◆ Short task ◆
Repeat the entire listing exactly.

(Excerpt from a dataset)
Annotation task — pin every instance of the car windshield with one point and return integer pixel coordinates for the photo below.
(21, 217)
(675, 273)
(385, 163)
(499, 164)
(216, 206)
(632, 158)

◆ The answer ◆
Annotation task — pin every instance of the car windshield with one point and return integer pixel coordinates for the photo below.
(21, 217)
(675, 273)
(385, 163)
(499, 164)
(216, 206)
(632, 158)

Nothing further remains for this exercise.